Il y a justement une chose dont George Harrison n'a pas eu conscience en écrivant cette chanson : l'air était assez nettement inspiré d'un hit passé, He's So Fine, des Chiffons. Cette chanson n'est pas restée dans les annales, mais était à l'époque suffisamment connue pour que, peu à peu, bien des gens fassent le rapprochement. Harrison lui-même en fut troublé : « Des gens ont commencé à en parler et c'est alors que j'ai pensé « Pourquoi ne l'ai-je pas vu ? » Il aurait été facile de changer une note ici ou là sans changer le sentiment général du disque. » S'engage alors, en 1971, une longue procédure pour essayer de démêler l'affaire : Allen Klein, d'abord manager de Harrison, rejeté à partir de 1973, y joue un rôle assez obscur, finissant par racheter pour son propre compte les droits de la chanson supposément plagiée. En 1976, Harrison doit se présenter devant une cour de justice, guitare en main, pour y expliquer sa façon de composer. L'accusation de plagiat inconscient est retenue, et une partie des revenus de la chanson sont reversés aux ayant-droit. Harrison prend pour sa part le partie d'en rire, en composant This Song pour son album Thirty Three and 1/3.

Dans tous les cas, un point a été retenu de cettte chanson, le message universel que Harrison a su apporter : lui qui n'adhère à aucun courant religieux précis essaie de les embrasser tous, par une adresse qui peut convenir à n'importe quel croyant : « Mon doux Seigneur ». Plus encore, la douce transition, dans les chœurs, entre « Halleluja » et la répétition du mantra Hare Krishna, est aussi un message de tolérance : quelle que soit la langue, quels que soient les codes, l'important n'est pas la manière de s'adresser à Dieu mais l'amour qui est derrière. Il le revendique clairement dans son autobiographie, I Me Mine : « Je voulais montrer que « Halleluja » et « Hare Krishna » sont à peu près la même chose. »

■ CONSIGNE ■
Reprenez, s'il vous plaît, le texte ci-dessus sur la chanson de George Harrison en poursuivant à la suite de sa dernière phrase.

■ ENTRÉES ■
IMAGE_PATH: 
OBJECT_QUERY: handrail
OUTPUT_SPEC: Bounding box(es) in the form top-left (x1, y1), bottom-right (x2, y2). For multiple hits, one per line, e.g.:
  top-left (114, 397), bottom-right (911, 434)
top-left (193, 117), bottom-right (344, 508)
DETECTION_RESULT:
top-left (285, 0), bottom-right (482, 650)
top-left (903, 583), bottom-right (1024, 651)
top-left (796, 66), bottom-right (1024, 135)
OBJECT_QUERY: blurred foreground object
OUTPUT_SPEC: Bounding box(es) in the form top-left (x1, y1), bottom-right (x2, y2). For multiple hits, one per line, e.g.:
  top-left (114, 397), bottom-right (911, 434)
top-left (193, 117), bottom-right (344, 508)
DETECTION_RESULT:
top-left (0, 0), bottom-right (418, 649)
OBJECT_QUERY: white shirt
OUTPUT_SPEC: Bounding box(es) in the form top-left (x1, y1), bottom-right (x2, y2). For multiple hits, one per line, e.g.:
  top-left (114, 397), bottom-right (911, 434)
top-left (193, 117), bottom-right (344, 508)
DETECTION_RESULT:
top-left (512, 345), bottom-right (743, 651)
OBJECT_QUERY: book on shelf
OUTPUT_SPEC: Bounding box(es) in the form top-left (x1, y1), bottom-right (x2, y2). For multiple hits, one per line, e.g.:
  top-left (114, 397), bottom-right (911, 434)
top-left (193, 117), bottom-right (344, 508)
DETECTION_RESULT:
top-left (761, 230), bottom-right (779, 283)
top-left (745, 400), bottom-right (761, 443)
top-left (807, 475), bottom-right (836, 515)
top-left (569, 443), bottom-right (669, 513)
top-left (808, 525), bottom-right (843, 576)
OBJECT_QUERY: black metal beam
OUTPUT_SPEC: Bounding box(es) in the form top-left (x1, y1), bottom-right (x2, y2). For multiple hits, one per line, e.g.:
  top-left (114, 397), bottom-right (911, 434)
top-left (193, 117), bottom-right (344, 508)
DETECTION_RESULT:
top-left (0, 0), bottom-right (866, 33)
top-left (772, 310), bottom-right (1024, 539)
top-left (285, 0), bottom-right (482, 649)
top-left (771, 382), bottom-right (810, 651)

■ RÉPONSE RÉDIGÉE ■
Comme d'habitude avec Harrison, le message a à la fois pour but de toucher les croyants sincères, et de heurter les intégristes et autres bigots de toutes espèces qui, selon lui, dénaturent la religion (ce sera notamment un thème de plusieurs chansons de son album Brainwashed). Le résultat est d'ailleurs atteint : là où beaucoup de croyants et même de non-croyants sont touchés par le message porté par la chanson, des mouvances fondamentalistes chrétiennes jugent la chanson « satanique » à cause du parallèle entre un mot rituel chrétien et un mantra hindou. La chanson reçoit dans tous les cas de très bonnes critiques d'autres musiciens de renom, Mick Jagger et Keith Richards en parlent comme de leur chanson préférée de Harrison, avec While My Guitar Gently Weeps, tandis qu'un Lennon pourtant critique déclare en 1970 « Chaque fois que j'allume la radio, c'est « Oh, mon seigneur » ; je commence à croire qu'il doit vraiment y avoir un Dieu ! »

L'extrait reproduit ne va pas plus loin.